WHAT YOU HAVE TO DO = Count the lines in the listing below that contain the word "dark". Give only the number.

EXCERPTED RECORDS =
# # # # #

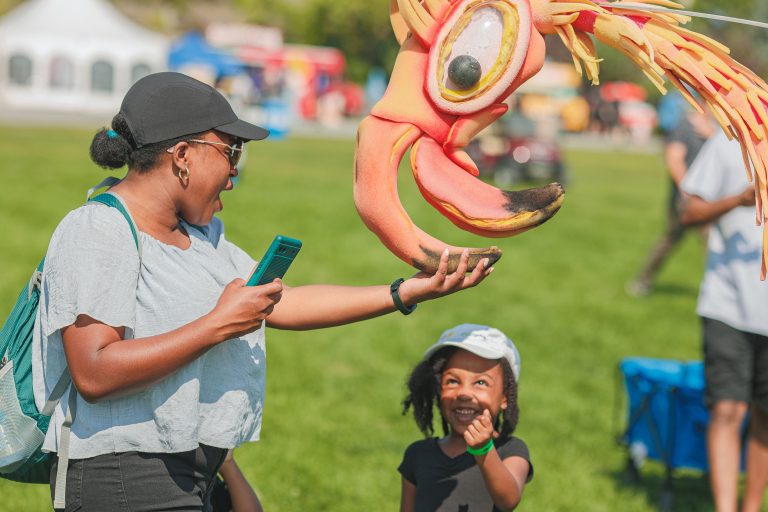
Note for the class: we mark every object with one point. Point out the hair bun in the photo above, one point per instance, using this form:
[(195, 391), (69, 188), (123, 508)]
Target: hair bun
[(109, 149)]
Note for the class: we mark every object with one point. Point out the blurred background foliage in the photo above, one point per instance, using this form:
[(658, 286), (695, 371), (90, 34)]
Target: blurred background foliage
[(360, 28)]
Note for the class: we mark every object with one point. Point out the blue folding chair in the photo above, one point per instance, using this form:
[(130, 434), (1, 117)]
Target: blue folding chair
[(666, 417)]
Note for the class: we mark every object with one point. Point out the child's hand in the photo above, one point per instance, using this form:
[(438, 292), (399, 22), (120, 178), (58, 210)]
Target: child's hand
[(480, 431)]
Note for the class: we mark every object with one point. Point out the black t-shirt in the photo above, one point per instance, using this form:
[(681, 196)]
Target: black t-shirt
[(452, 485)]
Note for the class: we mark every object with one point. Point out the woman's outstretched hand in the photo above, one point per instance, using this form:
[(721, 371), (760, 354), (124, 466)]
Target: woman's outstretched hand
[(242, 309), (423, 286)]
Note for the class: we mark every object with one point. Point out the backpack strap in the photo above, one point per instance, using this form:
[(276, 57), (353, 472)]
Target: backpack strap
[(115, 201), (59, 493)]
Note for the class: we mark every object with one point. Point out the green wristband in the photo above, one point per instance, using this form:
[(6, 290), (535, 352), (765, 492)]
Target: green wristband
[(482, 450)]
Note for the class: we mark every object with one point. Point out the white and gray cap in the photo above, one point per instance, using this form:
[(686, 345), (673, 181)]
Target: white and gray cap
[(481, 340)]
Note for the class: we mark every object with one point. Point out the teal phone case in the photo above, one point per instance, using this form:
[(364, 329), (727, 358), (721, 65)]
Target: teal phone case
[(276, 260)]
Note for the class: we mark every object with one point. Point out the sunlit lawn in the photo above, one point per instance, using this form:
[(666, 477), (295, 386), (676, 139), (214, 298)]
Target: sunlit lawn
[(333, 434)]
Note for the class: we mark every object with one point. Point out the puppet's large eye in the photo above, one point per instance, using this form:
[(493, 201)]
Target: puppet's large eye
[(477, 53)]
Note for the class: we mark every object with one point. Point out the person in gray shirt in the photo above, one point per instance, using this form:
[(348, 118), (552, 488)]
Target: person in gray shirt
[(732, 306), (166, 345)]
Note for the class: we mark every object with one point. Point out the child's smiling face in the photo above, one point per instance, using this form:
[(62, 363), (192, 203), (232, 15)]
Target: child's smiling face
[(470, 384)]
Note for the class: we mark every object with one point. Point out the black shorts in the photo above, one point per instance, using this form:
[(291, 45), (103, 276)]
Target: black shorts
[(131, 481), (735, 364)]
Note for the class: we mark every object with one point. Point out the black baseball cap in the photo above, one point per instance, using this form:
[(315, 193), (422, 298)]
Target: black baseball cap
[(167, 105)]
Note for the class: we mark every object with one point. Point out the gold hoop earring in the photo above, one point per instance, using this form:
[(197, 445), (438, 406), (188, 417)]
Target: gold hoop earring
[(184, 176)]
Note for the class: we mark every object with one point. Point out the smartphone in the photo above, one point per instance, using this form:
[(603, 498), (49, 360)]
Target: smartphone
[(276, 260)]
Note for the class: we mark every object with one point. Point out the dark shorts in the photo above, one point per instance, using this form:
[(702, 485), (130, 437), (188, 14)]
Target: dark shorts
[(735, 364), (142, 482)]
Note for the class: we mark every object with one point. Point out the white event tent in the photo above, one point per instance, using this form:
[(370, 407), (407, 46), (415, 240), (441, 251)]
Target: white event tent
[(73, 56)]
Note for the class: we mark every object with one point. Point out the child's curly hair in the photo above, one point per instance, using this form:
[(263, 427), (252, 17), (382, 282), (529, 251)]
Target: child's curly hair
[(424, 395)]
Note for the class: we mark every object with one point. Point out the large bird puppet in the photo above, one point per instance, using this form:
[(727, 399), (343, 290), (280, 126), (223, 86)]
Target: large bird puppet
[(460, 59)]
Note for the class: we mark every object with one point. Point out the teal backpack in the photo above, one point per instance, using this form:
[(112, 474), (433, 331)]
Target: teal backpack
[(22, 425)]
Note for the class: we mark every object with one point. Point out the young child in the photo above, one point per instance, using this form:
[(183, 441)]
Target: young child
[(471, 374)]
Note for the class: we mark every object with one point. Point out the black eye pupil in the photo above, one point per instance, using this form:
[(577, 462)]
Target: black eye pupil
[(464, 71)]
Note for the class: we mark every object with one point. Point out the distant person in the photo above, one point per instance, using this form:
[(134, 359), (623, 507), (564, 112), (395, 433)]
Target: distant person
[(680, 149), (166, 345), (732, 306), (471, 376)]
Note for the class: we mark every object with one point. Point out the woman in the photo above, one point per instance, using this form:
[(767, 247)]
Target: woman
[(165, 345)]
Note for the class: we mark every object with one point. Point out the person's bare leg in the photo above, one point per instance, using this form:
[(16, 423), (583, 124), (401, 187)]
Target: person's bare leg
[(757, 461), (723, 448)]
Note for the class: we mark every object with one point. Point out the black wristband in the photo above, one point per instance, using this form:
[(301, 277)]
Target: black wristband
[(393, 290)]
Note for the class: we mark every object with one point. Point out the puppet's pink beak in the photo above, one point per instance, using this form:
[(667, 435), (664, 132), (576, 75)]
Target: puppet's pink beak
[(463, 198)]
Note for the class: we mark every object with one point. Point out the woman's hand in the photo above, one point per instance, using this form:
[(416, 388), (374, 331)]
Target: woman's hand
[(480, 431), (747, 197), (423, 286), (241, 309)]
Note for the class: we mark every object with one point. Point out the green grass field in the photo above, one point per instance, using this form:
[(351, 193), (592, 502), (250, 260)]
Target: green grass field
[(333, 433)]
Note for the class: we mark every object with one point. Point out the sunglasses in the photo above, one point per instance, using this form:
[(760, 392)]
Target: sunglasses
[(233, 153)]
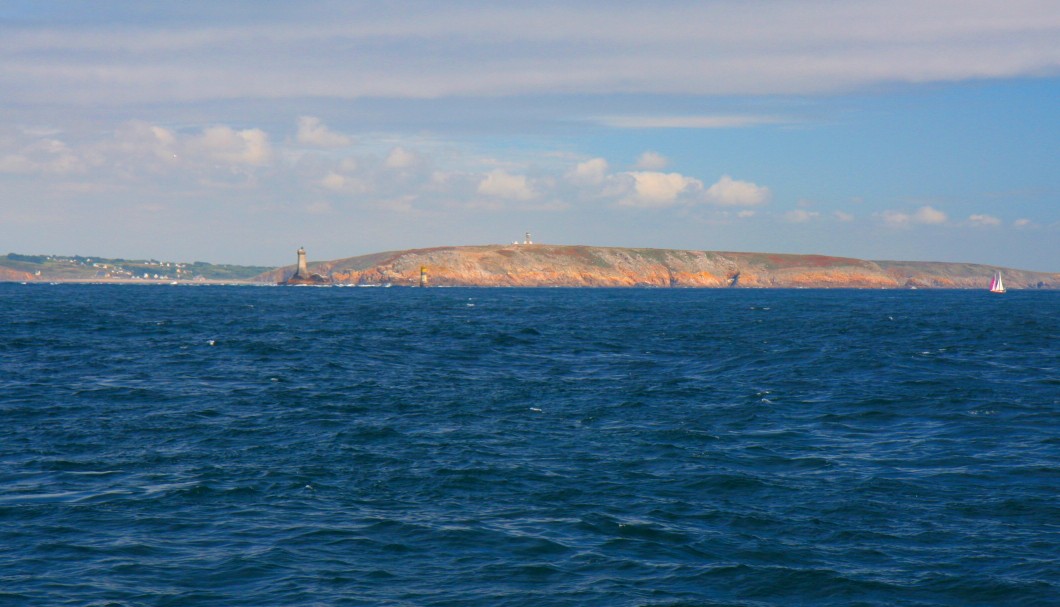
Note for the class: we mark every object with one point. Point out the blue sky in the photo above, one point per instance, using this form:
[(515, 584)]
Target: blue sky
[(237, 131)]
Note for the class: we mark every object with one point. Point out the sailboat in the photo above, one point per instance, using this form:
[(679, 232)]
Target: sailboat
[(995, 285)]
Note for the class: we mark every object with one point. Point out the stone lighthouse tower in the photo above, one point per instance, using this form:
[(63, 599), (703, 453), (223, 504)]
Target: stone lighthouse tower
[(303, 270)]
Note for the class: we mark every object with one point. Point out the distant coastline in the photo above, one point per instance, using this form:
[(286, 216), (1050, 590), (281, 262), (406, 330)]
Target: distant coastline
[(545, 266), (525, 265)]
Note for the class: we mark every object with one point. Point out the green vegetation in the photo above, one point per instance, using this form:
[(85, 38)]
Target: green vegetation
[(77, 267)]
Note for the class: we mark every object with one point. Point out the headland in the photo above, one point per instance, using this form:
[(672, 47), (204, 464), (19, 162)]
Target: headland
[(523, 265)]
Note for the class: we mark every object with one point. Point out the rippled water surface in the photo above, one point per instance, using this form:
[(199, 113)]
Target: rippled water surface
[(244, 446)]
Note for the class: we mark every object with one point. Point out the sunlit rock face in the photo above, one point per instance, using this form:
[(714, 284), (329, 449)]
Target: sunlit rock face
[(576, 266)]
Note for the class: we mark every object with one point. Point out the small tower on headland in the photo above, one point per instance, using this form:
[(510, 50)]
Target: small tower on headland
[(302, 274), (303, 270)]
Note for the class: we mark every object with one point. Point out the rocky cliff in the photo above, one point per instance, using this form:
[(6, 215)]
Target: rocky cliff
[(576, 266), (15, 275)]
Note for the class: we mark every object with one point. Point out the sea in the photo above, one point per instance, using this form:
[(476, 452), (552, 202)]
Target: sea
[(255, 446)]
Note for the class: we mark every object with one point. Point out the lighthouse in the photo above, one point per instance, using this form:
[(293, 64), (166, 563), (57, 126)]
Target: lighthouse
[(303, 270), (302, 275)]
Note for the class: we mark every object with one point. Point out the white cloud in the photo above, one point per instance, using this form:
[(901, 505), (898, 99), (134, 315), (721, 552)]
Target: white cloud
[(402, 158), (333, 181), (729, 192), (592, 172), (734, 121), (43, 155), (929, 215), (319, 208), (984, 220), (698, 48), (800, 215), (312, 131), (652, 161), (652, 189), (223, 143), (501, 184), (923, 215)]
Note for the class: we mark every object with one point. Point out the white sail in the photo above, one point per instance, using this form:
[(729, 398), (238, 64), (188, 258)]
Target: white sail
[(995, 284)]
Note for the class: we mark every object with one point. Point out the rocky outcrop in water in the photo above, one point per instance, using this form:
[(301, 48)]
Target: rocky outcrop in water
[(577, 266)]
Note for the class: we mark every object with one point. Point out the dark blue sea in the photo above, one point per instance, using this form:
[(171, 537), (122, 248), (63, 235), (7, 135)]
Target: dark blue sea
[(253, 446)]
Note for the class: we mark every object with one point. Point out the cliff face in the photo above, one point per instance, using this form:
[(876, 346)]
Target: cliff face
[(572, 266), (15, 275)]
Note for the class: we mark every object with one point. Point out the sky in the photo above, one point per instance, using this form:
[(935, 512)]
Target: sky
[(235, 131)]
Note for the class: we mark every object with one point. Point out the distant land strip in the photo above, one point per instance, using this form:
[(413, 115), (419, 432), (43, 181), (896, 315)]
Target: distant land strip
[(581, 266), (547, 266)]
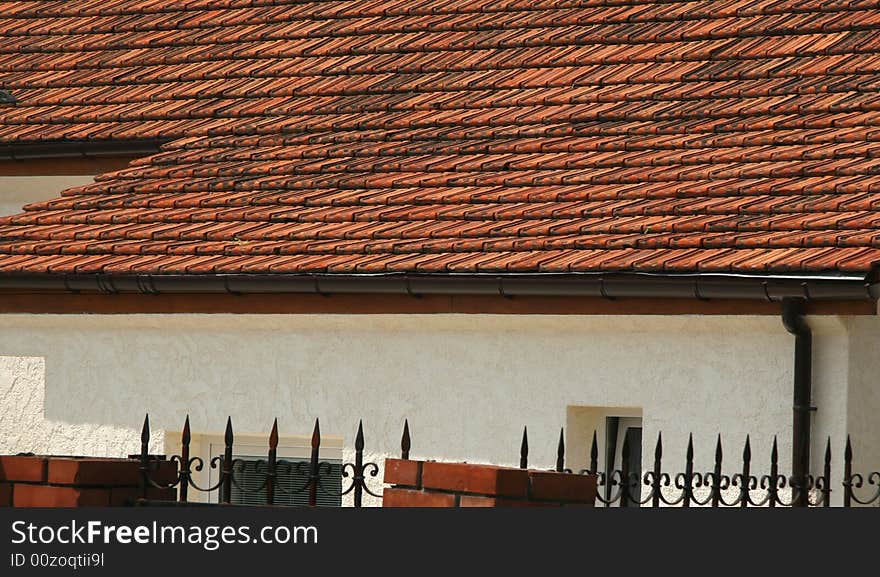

# # # # #

TASK RESULT = 4